WHAT THE TASK REQUIRES ▸ Rewrite only the data starting at the line containing "Locate every instance of the shaded" and ending at the last line. Keep every line, and offset each coordinate value by adding 10.

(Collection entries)
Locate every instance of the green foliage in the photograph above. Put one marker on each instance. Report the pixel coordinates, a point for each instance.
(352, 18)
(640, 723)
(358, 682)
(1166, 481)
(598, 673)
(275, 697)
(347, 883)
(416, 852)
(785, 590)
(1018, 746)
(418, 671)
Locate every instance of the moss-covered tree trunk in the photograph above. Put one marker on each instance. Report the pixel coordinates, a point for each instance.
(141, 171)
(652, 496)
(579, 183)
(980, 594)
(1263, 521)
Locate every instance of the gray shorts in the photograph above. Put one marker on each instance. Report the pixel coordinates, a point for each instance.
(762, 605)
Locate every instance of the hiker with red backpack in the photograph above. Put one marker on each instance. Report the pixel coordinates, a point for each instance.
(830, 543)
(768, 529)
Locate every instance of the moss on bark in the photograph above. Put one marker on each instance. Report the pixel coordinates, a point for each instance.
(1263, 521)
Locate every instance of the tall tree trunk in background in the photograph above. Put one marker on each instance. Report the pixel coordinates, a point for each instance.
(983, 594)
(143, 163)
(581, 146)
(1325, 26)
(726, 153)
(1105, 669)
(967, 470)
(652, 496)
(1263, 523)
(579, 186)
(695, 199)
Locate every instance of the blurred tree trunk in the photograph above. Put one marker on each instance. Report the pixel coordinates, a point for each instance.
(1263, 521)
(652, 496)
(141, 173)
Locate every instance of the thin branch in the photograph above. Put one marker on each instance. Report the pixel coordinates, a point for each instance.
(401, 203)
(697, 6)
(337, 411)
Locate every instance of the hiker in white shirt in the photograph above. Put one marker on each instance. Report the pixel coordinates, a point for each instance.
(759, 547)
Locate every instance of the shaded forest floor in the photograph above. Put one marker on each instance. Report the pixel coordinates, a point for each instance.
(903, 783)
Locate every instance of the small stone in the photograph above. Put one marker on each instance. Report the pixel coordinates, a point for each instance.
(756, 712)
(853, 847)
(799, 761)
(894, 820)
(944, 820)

SOLUTION TO THE EXERCISE ▸
Locate every instance of the shaded forest floor in the photograph above. Put one marker on each instance. Report the pixel coordinates, a point for each instance.
(913, 793)
Locate every instance of the small stone in the photograph above. Put one marker on each instance. Report the pixel coordinates, a point for each instance.
(766, 722)
(863, 857)
(809, 771)
(904, 830)
(954, 830)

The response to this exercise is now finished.